- WORK TO BE COMPLETED: Output all records below verbatim.

Point-per-instance localization data
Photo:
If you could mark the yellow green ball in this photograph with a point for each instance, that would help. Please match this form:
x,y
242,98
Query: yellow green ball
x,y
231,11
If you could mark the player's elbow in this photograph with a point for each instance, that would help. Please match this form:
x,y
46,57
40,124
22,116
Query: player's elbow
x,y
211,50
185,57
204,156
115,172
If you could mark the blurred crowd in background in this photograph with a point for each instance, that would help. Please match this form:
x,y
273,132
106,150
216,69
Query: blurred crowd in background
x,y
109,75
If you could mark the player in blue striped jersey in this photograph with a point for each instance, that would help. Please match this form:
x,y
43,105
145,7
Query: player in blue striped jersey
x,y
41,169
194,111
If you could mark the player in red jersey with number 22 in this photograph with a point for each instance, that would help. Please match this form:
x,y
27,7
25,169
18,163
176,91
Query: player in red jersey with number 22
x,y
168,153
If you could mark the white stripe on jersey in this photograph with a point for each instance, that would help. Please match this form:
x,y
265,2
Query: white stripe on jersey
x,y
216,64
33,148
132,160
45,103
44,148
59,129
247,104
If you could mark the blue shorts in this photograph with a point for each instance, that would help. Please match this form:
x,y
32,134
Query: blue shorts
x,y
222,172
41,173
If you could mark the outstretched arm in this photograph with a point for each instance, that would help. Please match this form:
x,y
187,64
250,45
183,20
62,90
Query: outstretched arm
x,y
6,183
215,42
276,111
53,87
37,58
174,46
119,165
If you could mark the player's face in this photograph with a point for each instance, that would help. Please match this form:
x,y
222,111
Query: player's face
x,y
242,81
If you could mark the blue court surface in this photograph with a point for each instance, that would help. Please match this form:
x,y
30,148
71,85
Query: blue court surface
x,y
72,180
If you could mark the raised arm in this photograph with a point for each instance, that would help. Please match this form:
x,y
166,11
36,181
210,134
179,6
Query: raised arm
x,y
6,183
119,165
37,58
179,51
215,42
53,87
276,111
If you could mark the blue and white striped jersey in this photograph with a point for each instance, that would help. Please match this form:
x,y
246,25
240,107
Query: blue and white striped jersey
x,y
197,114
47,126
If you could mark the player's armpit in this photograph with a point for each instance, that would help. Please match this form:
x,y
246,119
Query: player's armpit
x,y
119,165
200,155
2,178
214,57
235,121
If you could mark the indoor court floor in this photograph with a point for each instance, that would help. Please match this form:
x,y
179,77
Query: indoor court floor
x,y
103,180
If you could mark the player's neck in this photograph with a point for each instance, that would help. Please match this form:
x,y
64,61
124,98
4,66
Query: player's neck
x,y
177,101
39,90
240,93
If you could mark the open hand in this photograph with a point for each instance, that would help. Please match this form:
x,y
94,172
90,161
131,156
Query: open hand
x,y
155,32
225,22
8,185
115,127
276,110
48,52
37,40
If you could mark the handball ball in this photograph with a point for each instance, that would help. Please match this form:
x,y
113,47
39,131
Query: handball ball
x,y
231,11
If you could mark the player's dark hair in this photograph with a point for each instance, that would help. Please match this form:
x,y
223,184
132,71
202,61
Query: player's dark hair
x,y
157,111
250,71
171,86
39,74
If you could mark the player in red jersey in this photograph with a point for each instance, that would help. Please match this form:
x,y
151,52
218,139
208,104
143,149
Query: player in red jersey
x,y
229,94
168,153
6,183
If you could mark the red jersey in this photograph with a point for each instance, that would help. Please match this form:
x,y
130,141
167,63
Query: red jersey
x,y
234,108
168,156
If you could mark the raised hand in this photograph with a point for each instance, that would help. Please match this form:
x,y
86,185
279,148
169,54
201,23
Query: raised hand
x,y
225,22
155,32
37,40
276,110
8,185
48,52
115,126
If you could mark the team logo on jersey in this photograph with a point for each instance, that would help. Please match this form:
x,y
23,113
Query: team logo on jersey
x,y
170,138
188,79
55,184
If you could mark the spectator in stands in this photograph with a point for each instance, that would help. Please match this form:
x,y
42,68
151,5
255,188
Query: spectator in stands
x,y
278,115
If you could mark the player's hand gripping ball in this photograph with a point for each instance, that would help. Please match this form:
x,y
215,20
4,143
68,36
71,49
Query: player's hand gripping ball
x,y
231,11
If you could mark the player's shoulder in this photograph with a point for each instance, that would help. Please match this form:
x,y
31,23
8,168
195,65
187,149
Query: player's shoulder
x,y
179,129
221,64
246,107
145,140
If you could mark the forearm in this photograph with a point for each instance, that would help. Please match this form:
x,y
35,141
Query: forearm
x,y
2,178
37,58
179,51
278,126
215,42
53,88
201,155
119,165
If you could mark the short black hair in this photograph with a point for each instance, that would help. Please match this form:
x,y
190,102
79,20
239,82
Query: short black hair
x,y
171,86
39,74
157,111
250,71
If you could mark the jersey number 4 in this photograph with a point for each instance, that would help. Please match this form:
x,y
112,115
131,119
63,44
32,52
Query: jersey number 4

- EXPECTED ANSWER:
Photo:
If you could mark the yellow green ball in this photograph with a point for each instance, that would help. Please match this form:
x,y
242,98
Query: yellow green ball
x,y
231,11
If you could mark the player's elbow in this photograph with a point for each instance, that would help. Please match this form:
x,y
46,57
40,124
22,116
Query: player's elbow
x,y
211,50
185,57
204,156
115,172
If you could mark the blurred crowd in background in this photograph with a point for each instance, that would help. Please match this form:
x,y
273,132
106,150
216,69
Query: blurred crowd in background
x,y
109,75
If you could mark the player in blue striped jersey in this photograph with a point for each instance, that would help. Please match this form:
x,y
43,105
145,7
Query: player in blue striped jersey
x,y
41,169
194,111
If you could mark the player in red jersey with number 22 in this photograph with a point for each instance, that would help. Please match this form:
x,y
27,7
25,169
18,163
176,91
Query: player in red jersey with number 22
x,y
168,153
If you could mark the white stripe on jersey in this photograph with a point for each instance, that would help. Please match this form:
x,y
265,2
Query: white stripe on jersey
x,y
216,64
33,148
132,160
45,103
44,148
59,129
247,104
If you could mark the blue shorts in this photograph with a point for each instance, that would help. Please match this form:
x,y
32,134
Query: blue shorts
x,y
222,172
41,173
If you could mark the outstretched arm in this photograph with a point for each instance, that would help. Please match this form:
x,y
187,64
250,45
183,20
62,90
Query: outstretched arm
x,y
6,183
215,42
276,111
53,87
37,58
174,46
119,165
If you could mark the player's face in this photograph with a point for each instance, that would help. Please match this form:
x,y
222,111
Query: player's face
x,y
242,81
If you could mark the blue court surface in this photograph with a point for each instance, that would help. Please match this form:
x,y
30,148
71,85
Query: blue court surface
x,y
72,180
If you could mark the raised arm in this photograph with a point for each instance, that would help. Please match this form:
x,y
166,11
36,181
210,134
179,6
Query: raised arm
x,y
6,183
119,165
37,58
179,51
215,42
53,87
276,111
If you could mark the blue and white striped jersey in this photograph with a point for each instance, that would help. Please match this form:
x,y
246,25
240,107
Query: blue and white striped jersey
x,y
197,114
47,126
If you could mark the player's armpit in this photograph with a point for each instance, that would help. Please match this form:
x,y
246,119
Query: player's armpit
x,y
119,165
200,155
2,178
214,57
235,121
If you could mark the indoor court floor in this photograph with a point for each instance, that would help. Please match this form:
x,y
179,77
Query: indoor court floor
x,y
103,180
If you could mark the player's neck in this photograph with a point for each instance, that would help. Please match this form:
x,y
64,61
124,98
4,66
Query: player's neck
x,y
177,101
39,90
240,93
If you could mark the open hand in this photograph with a point for each instance, that would help. Please match this form:
x,y
94,172
90,161
131,156
Query: open hand
x,y
155,32
225,22
8,185
115,127
276,110
48,52
37,40
If you could mark the handball ball in this photograph with a point for each instance, that would help. Please match this form:
x,y
113,47
39,131
Query: handball ball
x,y
231,11
If you could mark the player's dark hair in this photograph with a point for each instance, that would help. Please match this form:
x,y
223,184
132,71
202,61
Query: player's dark hair
x,y
157,111
250,71
171,86
39,74
If you could mark the player in red jersey in this photograph with a point for each instance, that would help. Please match this form:
x,y
151,52
218,139
208,104
143,149
Query: player in red jersey
x,y
229,94
168,153
6,183
If you could mark the red jersey in this photograph with a point for each instance, that would help. Please match this form:
x,y
130,141
167,63
Query: red jersey
x,y
234,108
168,156
If you could mark the raised hand in this photograph with a point for each instance, that would help. Please match this form:
x,y
86,185
279,148
169,54
201,23
Query: raised hand
x,y
225,22
155,32
37,40
276,110
8,185
48,52
115,126
If you could mark the team logo on jersey in this photograph with a point for each instance, that would help. Please match this form:
x,y
23,113
Query: team logo on jersey
x,y
170,138
188,79
55,184
If you could mark the spectator in stands in this photograph with a point for each instance, that would help. Please match this form:
x,y
42,68
151,5
255,188
Query: spectator in stands
x,y
278,115
If you could mark the player's hand gripping ball in this photograph with a point for each instance, that would help. Please match this form:
x,y
215,20
4,143
68,36
71,49
Query: player's hand gripping ball
x,y
231,11
If you could mark the player's shoulder in this photograph with a point for each instance, that would help. Please match this form:
x,y
31,23
8,168
195,65
187,149
Query: player's shoulder
x,y
179,129
221,64
246,107
145,140
If you could mark the forearm in this photograph with a point for each instance, that would help. Please match this form:
x,y
35,141
Query: forearm
x,y
2,178
37,58
179,51
278,126
215,42
53,88
201,155
119,165
If you could mark the short black hair in this photograph with a point for each instance, that would help. Please match this form:
x,y
190,102
79,20
239,82
Query: short black hair
x,y
171,86
39,74
157,111
250,71
If you could mark the jersey number 4 in this photograph with a point for each instance, that would help. Please match this form:
x,y
112,115
131,119
63,44
32,52
Query: jersey number 4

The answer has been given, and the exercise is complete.